__Doel__:
Verzamel alle regels hieronder waarin de tekenreeks "green" voorkomt, waarbij het verschil tussen hoofdletters en kleine letters telt.

= = = = = = =

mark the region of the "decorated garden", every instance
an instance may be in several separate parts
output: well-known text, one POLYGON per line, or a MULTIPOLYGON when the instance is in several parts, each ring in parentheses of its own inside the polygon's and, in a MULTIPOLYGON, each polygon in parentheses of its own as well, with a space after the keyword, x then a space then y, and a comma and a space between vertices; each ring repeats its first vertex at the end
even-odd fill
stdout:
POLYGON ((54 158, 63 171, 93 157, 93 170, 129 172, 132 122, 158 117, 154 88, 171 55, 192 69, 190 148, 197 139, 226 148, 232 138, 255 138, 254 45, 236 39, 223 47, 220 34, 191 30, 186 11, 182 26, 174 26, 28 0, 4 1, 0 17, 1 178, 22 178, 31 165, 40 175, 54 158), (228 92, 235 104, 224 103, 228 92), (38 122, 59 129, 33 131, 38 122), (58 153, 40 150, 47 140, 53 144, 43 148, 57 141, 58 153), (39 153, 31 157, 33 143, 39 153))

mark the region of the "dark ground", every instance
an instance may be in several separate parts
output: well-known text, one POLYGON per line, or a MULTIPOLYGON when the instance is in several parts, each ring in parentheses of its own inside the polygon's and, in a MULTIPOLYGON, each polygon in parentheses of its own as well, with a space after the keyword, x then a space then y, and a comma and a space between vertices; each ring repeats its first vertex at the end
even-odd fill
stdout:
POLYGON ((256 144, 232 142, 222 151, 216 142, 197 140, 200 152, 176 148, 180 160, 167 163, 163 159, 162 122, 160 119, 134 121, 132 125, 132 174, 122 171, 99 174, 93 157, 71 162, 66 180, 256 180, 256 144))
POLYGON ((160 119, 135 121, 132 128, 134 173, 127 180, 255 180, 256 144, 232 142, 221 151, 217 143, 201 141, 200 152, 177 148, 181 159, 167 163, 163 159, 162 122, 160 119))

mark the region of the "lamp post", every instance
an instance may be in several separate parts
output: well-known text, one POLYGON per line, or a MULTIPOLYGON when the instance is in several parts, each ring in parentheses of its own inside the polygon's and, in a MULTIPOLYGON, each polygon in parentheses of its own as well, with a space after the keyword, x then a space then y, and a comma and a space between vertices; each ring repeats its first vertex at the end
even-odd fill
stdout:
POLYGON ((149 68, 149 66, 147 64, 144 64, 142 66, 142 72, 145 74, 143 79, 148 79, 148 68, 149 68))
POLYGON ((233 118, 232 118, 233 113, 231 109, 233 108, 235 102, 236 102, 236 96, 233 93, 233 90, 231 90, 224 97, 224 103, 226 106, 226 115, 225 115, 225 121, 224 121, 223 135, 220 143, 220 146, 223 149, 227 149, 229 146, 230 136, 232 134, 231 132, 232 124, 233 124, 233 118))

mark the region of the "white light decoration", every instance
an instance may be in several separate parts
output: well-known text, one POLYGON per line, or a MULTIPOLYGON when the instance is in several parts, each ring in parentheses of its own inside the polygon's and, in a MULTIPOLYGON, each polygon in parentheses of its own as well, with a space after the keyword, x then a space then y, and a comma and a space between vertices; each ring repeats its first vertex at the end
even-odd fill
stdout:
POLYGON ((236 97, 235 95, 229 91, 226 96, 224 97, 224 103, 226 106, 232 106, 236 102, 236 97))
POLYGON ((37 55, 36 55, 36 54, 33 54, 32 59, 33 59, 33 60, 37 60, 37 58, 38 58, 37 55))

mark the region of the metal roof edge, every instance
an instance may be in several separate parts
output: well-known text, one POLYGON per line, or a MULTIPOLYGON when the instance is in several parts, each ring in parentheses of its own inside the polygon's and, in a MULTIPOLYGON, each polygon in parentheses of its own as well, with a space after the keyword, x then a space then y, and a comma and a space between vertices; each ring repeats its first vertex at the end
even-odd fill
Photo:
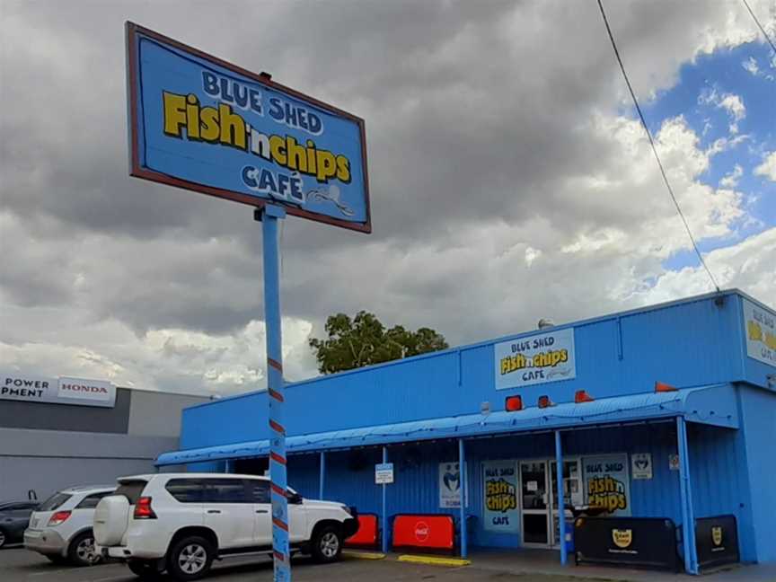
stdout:
MULTIPOLYGON (((553 325, 551 328, 548 328, 545 330, 531 330, 529 331, 520 331, 518 333, 513 333, 513 334, 509 334, 509 335, 506 335, 506 336, 501 336, 501 337, 491 339, 491 340, 485 340, 478 341, 475 343, 464 344, 463 346, 456 346, 454 348, 448 348, 447 349, 441 349, 441 350, 436 351, 436 352, 429 352, 428 354, 420 354, 419 356, 410 356, 410 357, 392 360, 390 362, 384 362, 382 364, 374 364, 372 366, 365 366, 363 367, 355 368, 353 370, 344 370, 342 372, 338 372, 337 374, 322 375, 314 376, 313 378, 306 378, 304 380, 299 380, 297 382, 288 382, 286 384, 285 388, 288 389, 288 388, 296 388, 299 386, 305 386, 305 385, 313 384, 315 384, 318 382, 323 382, 325 380, 330 380, 331 378, 341 378, 341 377, 345 377, 345 376, 354 375, 354 374, 362 374, 362 373, 369 371, 369 370, 375 370, 378 368, 389 367, 391 366, 400 366, 400 365, 405 364, 407 362, 412 362, 412 361, 418 361, 418 360, 421 360, 421 359, 428 359, 428 358, 431 358, 431 357, 441 357, 443 356, 451 356, 451 355, 454 355, 454 354, 459 354, 460 352, 463 352, 463 351, 466 351, 469 349, 476 349, 478 348, 484 348, 486 346, 500 343, 502 341, 510 341, 512 340, 518 340, 521 338, 529 338, 531 336, 540 335, 542 333, 547 333, 550 331, 559 331, 559 330, 565 330, 565 329, 569 329, 569 328, 583 327, 586 325, 591 325, 593 323, 599 323, 601 322, 606 322, 609 320, 614 320, 614 319, 618 319, 618 318, 622 318, 622 317, 632 317, 632 316, 639 314, 639 313, 648 313, 649 312, 659 311, 662 309, 667 309, 670 307, 675 307, 676 305, 687 304, 692 304, 692 303, 699 303, 699 302, 707 301, 709 299, 718 297, 718 296, 727 296, 727 295, 738 295, 744 296, 744 297, 749 299, 750 301, 753 301, 754 303, 759 304, 761 307, 772 309, 770 307, 767 307, 767 305, 765 305, 762 302, 759 302, 756 299, 754 299, 750 295, 746 295, 745 293, 744 293, 740 289, 738 289, 736 287, 733 287, 730 289, 722 289, 719 292, 718 291, 711 291, 710 293, 704 293, 701 295, 692 295, 690 297, 684 297, 683 299, 672 299, 671 301, 666 301, 666 302, 655 304, 652 305, 645 305, 643 307, 636 307, 636 308, 626 310, 623 312, 615 312, 613 313, 608 313, 605 315, 598 315, 598 316, 591 317, 591 318, 587 318, 587 319, 578 320, 578 321, 575 321, 575 322, 569 322, 568 323, 560 323, 558 325, 553 325)), ((194 404, 192 406, 189 406, 186 409, 184 409, 184 411, 191 410, 191 409, 203 407, 203 406, 212 406, 214 404, 217 404, 218 402, 224 402, 224 401, 227 401, 230 400, 236 400, 238 398, 244 398, 244 397, 248 397, 248 396, 257 396, 257 395, 260 395, 260 394, 263 394, 266 392, 267 392, 267 389, 264 388, 261 390, 254 390, 254 391, 251 391, 251 392, 242 392, 240 394, 234 394, 234 396, 226 396, 225 398, 214 400, 214 401, 209 401, 209 402, 200 402, 198 404, 194 404)))
MULTIPOLYGON (((374 446, 410 441, 438 438, 476 437, 503 435, 509 432, 529 432, 538 429, 568 429, 591 424, 618 424, 634 420, 650 420, 684 416, 687 420, 728 428, 737 428, 738 415, 736 388, 721 383, 686 387, 669 392, 639 392, 613 396, 577 404, 563 402, 552 409, 532 407, 523 411, 499 410, 488 415, 468 414, 425 420, 412 420, 392 425, 375 425, 360 428, 308 433, 288 436, 288 453, 304 453, 331 448, 350 448, 354 445, 374 446), (701 394, 704 398, 701 398, 701 394), (709 398, 721 406, 709 406, 709 398), (717 409, 719 409, 719 412, 717 409), (553 413, 552 409, 556 409, 553 413), (541 410, 541 411, 540 411, 541 410), (587 410, 586 414, 580 411, 587 410), (520 428, 523 421, 524 428, 520 428), (338 439, 341 446, 331 446, 338 439), (346 439, 349 441, 345 444, 346 439), (357 441, 354 444, 353 441, 357 441)), ((267 454, 269 439, 245 441, 231 445, 216 445, 196 449, 171 451, 160 454, 154 464, 181 464, 260 456, 267 454), (187 461, 187 457, 190 460, 187 461)))

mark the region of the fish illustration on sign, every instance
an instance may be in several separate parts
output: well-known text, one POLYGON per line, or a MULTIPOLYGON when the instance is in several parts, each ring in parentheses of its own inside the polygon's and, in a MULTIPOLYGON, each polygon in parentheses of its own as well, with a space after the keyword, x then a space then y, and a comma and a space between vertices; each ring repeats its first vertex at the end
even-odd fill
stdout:
POLYGON ((451 491, 457 491, 461 488, 461 471, 455 471, 453 465, 447 465, 442 481, 451 491))

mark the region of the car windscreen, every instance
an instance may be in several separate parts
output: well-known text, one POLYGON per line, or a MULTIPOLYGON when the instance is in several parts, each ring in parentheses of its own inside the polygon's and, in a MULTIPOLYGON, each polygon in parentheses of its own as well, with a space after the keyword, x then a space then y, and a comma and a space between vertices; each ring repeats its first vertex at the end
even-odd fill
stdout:
POLYGON ((143 493, 143 489, 146 489, 146 485, 147 484, 147 481, 139 480, 121 481, 119 483, 119 489, 116 489, 114 495, 123 495, 129 500, 129 505, 135 505, 137 503, 140 494, 143 493))
POLYGON ((67 493, 55 493, 40 504, 38 507, 38 511, 54 511, 57 507, 61 507, 62 504, 71 497, 73 496, 68 495, 67 493))

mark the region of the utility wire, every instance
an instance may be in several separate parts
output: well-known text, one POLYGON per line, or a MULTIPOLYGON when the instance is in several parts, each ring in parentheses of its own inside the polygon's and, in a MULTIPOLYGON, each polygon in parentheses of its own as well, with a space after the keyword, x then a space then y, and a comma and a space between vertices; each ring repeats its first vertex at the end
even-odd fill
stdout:
POLYGON ((647 137, 649 138, 649 145, 652 146, 652 153, 655 154, 655 159, 657 161, 657 167, 660 168, 660 173, 663 176, 663 181, 666 182, 666 188, 668 189, 668 193, 671 195, 671 199, 674 200, 674 206, 676 207, 676 212, 679 213, 679 216, 682 218, 682 222, 684 225, 684 230, 687 231, 687 236, 690 237, 690 241, 692 242, 692 248, 695 250, 695 254, 698 255, 698 260, 701 261, 703 269, 705 269, 706 272, 709 274, 709 278, 711 279, 711 284, 719 292, 719 286, 717 285, 717 280, 714 278, 711 271, 709 270, 709 266, 706 264, 706 261, 703 260, 703 255, 701 254, 701 251, 698 249, 698 245, 695 243, 695 238, 692 236, 692 231, 690 230, 690 225, 687 224, 687 219, 684 217, 684 213, 682 212, 679 202, 676 200, 676 196, 674 194, 674 189, 671 188, 671 184, 668 181, 668 176, 666 175, 666 170, 663 168, 663 163, 660 162, 660 156, 657 154, 657 148, 655 146, 655 140, 652 138, 652 132, 649 131, 649 128, 647 126, 647 120, 644 119, 644 114, 641 112, 641 108, 639 106, 639 100, 636 99, 636 93, 633 92, 633 87, 630 85, 630 80, 628 78, 628 74, 625 72, 625 66, 622 64, 622 59, 620 57, 620 51, 617 49, 617 43, 614 42, 614 36, 612 34, 612 29, 609 26, 609 20, 606 18, 606 13, 604 12, 604 4, 601 4, 601 0, 597 1, 598 7, 601 9, 601 15, 604 17, 604 23, 606 25, 606 31, 609 33, 609 40, 612 41, 612 48, 614 49, 614 56, 617 57, 617 62, 620 64, 620 70, 622 71, 622 76, 625 77, 625 84, 628 85, 628 91, 630 92, 630 97, 633 99, 633 104, 636 106, 636 110, 639 112, 639 118, 641 119, 641 125, 644 127, 644 131, 647 132, 647 137))
POLYGON ((763 28, 763 25, 760 23, 760 21, 757 20, 757 16, 754 15, 754 13, 752 12, 752 9, 749 7, 749 3, 746 0, 744 0, 744 5, 746 6, 746 10, 749 11, 749 13, 752 14, 752 19, 760 27, 760 31, 763 32, 763 36, 765 37, 765 40, 768 41, 768 44, 771 45, 771 48, 773 49, 773 54, 776 54, 776 45, 773 44, 773 41, 771 40, 771 37, 768 36, 768 33, 765 31, 765 29, 763 28))

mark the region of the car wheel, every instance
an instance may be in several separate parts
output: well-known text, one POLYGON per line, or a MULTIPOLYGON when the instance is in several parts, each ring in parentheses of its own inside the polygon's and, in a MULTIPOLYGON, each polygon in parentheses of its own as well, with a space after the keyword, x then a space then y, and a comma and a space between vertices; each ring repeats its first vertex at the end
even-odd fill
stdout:
POLYGON ((179 540, 167 556, 167 571, 177 580, 197 580, 210 569, 216 551, 198 535, 179 540))
POLYGON ((59 554, 44 554, 52 564, 64 564, 67 561, 66 559, 63 558, 59 554))
POLYGON ((162 573, 159 569, 159 562, 156 560, 130 560, 127 562, 127 566, 141 580, 155 580, 162 573))
POLYGON ((335 525, 325 525, 313 539, 313 557, 316 561, 327 563, 339 560, 342 553, 342 534, 335 525))
POLYGON ((84 532, 73 538, 67 558, 75 566, 92 566, 100 561, 100 554, 94 550, 94 534, 84 532))

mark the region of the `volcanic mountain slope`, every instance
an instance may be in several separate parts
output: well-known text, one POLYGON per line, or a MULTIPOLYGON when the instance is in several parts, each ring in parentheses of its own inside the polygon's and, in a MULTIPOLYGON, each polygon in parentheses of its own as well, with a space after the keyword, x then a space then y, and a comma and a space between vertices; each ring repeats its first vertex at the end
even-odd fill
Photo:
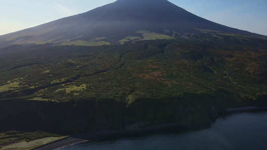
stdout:
MULTIPOLYGON (((0 43, 96 46, 225 33, 266 37, 198 17, 167 0, 119 0, 88 12, 0 36, 0 43)), ((216 35, 214 35, 216 34, 216 35)), ((192 37, 191 37, 192 38, 192 37)))
POLYGON ((267 106, 266 38, 164 0, 119 0, 0 36, 0 129, 206 126, 227 108, 267 106))

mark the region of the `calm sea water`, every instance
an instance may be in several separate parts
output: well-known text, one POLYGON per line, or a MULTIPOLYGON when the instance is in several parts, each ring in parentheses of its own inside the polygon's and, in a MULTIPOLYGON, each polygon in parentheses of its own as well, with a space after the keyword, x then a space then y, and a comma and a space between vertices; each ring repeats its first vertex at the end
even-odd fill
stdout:
POLYGON ((235 113, 197 131, 90 141, 61 150, 267 150, 267 112, 235 113))

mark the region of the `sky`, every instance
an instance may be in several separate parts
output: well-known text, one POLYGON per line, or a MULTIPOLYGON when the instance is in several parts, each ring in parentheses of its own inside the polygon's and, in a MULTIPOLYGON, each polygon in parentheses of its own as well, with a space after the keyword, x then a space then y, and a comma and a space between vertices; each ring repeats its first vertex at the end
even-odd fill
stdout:
MULTIPOLYGON (((115 1, 0 0, 0 35, 85 12, 115 1)), ((267 35, 266 0, 169 1, 213 22, 267 35)))

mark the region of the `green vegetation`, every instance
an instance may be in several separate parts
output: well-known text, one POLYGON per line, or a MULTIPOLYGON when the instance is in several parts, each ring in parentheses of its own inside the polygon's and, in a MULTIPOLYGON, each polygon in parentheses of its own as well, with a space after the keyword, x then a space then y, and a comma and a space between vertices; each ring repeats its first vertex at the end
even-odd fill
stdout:
POLYGON ((134 40, 140 39, 141 38, 137 37, 127 37, 119 41, 121 44, 124 44, 126 43, 132 42, 134 40))
MULTIPOLYGON (((86 84, 82 84, 79 86, 75 85, 67 86, 67 85, 64 85, 65 88, 57 89, 56 92, 60 92, 61 91, 65 91, 66 93, 70 93, 72 92, 76 91, 82 91, 86 89, 87 85, 86 84)), ((79 95, 79 93, 74 93, 75 95, 79 95)))
POLYGON ((66 137, 48 137, 30 142, 22 141, 15 144, 4 146, 0 149, 1 150, 30 150, 40 147, 53 142, 58 141, 66 137))
POLYGON ((0 150, 30 150, 66 137, 41 131, 9 131, 0 133, 0 150))

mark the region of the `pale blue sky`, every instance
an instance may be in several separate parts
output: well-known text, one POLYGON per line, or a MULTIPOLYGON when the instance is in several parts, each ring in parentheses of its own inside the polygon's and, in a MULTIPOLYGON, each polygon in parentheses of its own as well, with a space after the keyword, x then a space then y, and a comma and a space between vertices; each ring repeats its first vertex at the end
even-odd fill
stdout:
MULTIPOLYGON (((86 12, 115 1, 0 0, 0 35, 86 12)), ((169 1, 212 21, 267 35, 266 0, 169 1)))

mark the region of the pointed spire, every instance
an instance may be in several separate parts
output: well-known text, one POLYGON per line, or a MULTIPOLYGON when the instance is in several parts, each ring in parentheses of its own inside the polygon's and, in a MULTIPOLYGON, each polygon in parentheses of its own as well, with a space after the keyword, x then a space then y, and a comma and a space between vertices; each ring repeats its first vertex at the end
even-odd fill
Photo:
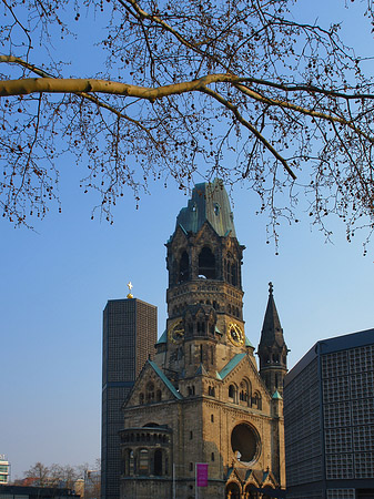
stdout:
POLYGON ((269 283, 269 299, 265 312, 264 323, 261 332, 260 345, 272 347, 276 344, 282 347, 284 345, 283 329, 281 320, 277 315, 274 296, 273 296, 273 283, 269 283))

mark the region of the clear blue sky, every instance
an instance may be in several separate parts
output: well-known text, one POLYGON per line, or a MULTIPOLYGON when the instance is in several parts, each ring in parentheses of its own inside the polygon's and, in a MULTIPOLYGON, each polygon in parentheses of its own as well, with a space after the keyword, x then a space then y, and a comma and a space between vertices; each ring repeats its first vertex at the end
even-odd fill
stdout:
MULTIPOLYGON (((303 10, 313 19, 321 9, 321 23, 345 17, 347 42, 358 44, 357 52, 367 50, 364 21, 354 10, 346 16, 343 6, 321 0, 311 12, 303 10)), ((69 156, 61 167, 62 214, 51 212, 37 232, 0 222, 0 454, 11 461, 12 478, 38 460, 93 465, 100 457, 102 309, 108 299, 125 297, 131 279, 134 296, 159 307, 163 332, 164 243, 188 202, 173 184, 166 190, 154 184, 138 211, 131 195, 119 203, 113 226, 92 222, 94 196, 83 196, 77 182, 83 167, 69 156)), ((265 244, 266 220, 254 215, 255 197, 236 189, 233 202, 236 234, 246 246, 244 319, 254 345, 269 281, 291 348, 290 367, 321 338, 374 327, 373 244, 363 257, 361 241, 347 244, 344 226, 334 220, 333 244, 325 244, 304 218, 281 227, 275 256, 265 244)))

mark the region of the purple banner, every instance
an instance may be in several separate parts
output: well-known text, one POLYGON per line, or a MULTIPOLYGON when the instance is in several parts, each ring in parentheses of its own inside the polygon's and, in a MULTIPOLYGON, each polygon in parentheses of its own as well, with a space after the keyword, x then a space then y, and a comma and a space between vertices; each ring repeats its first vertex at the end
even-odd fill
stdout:
POLYGON ((208 487, 208 465, 206 462, 196 462, 196 486, 208 487))

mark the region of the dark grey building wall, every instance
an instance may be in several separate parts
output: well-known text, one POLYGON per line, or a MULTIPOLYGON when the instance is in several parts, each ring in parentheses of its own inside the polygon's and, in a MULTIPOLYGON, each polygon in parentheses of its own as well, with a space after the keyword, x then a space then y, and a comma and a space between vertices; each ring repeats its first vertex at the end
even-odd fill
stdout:
POLYGON ((374 329, 319 342, 297 363, 284 426, 287 498, 374 497, 374 329))
POLYGON ((156 307, 138 298, 109 301, 103 312, 101 497, 119 499, 122 404, 154 355, 156 307))

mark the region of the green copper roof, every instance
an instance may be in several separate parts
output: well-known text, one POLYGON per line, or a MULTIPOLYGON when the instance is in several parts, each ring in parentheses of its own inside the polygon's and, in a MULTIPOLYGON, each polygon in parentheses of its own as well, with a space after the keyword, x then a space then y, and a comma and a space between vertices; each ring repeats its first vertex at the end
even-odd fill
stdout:
POLYGON ((219 179, 193 187, 188 207, 182 208, 176 217, 176 227, 196 234, 206 221, 220 236, 231 232, 236 237, 229 196, 219 179))
POLYGON ((275 398, 276 400, 282 400, 281 394, 277 390, 274 391, 272 398, 275 398))
POLYGON ((168 342, 168 330, 165 329, 162 335, 160 336, 160 338, 158 339, 156 345, 161 345, 162 343, 166 343, 168 342))
POLYGON ((220 371, 220 378, 224 379, 234 367, 245 357, 246 354, 236 354, 220 371))
POLYGON ((148 360, 152 368, 154 369, 155 374, 163 380, 163 383, 166 385, 166 387, 170 389, 170 391, 174 395, 174 397, 182 399, 182 395, 175 389, 174 385, 170 381, 170 379, 166 378, 164 373, 160 369, 160 367, 154 364, 152 360, 148 360))
POLYGON ((254 348, 254 346, 252 345, 252 343, 249 340, 249 338, 245 336, 245 346, 251 346, 252 348, 254 348))

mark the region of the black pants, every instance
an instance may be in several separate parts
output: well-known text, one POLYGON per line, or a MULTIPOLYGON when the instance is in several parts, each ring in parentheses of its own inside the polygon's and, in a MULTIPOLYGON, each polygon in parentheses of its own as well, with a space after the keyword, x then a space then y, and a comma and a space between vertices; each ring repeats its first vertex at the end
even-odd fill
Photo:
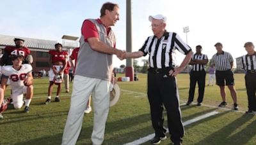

= = = = = = =

__Oplossing__:
mark the region of the `green vegetation`, every instance
mark the region of the green copper roof, every instance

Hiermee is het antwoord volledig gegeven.